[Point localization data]

========================

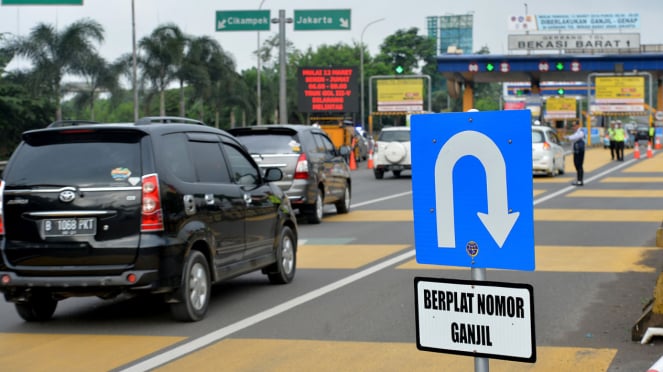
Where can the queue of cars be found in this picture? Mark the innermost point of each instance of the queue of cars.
(164, 206)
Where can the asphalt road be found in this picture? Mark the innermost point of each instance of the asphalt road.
(351, 306)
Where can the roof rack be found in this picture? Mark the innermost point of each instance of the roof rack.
(167, 119)
(70, 123)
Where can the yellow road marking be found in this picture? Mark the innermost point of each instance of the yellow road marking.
(347, 256)
(590, 193)
(598, 215)
(575, 259)
(540, 214)
(632, 180)
(71, 353)
(322, 356)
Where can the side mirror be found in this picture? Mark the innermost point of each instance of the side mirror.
(273, 174)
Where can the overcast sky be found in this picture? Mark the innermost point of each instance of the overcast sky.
(197, 17)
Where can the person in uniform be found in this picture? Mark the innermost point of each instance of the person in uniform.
(578, 140)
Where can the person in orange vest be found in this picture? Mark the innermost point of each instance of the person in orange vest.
(611, 137)
(620, 136)
(578, 140)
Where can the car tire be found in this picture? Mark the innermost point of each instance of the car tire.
(343, 205)
(283, 271)
(194, 294)
(40, 307)
(316, 211)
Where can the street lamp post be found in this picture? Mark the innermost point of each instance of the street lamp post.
(258, 90)
(361, 68)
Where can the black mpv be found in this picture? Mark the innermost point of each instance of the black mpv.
(164, 206)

========================

[THE TASK] Up to and including the last line of the records above, print exactly every line from the one that contains "Where can the yellow" onward.

[OUTPUT OF THE TASK]
Where can the yellow road marking be found in this picture? Mark the innermost point of each instance of the yellow road marking.
(347, 256)
(590, 193)
(598, 215)
(575, 259)
(540, 214)
(632, 180)
(71, 353)
(322, 356)
Where can the side mirror be found in this picture? Mark the innermost point of each instance of the side mirror.
(273, 174)
Where can the overcast sky be found in this picture? Mark the innermost point of each instance of the overcast sky.
(197, 17)
Where can the person in uniform be found in this picture? Mark the innermost point of each instance of the person in uniform.
(578, 140)
Where can the person in orange vest be found in this picture? Mark the innermost point of each instance of the person in orange vest.
(611, 137)
(620, 136)
(578, 140)
Where can the car tire be found in this picture? Mark the innermost point of each instance of the car tire.
(343, 205)
(283, 271)
(194, 294)
(40, 307)
(316, 211)
Where can the street lamp post be found in this picture? Mark the innermost point of each instance of the street lamp post.
(258, 90)
(361, 68)
Where can the black mpv be found in this picture? Mark the innermost point of each instance of the black mpv.
(164, 206)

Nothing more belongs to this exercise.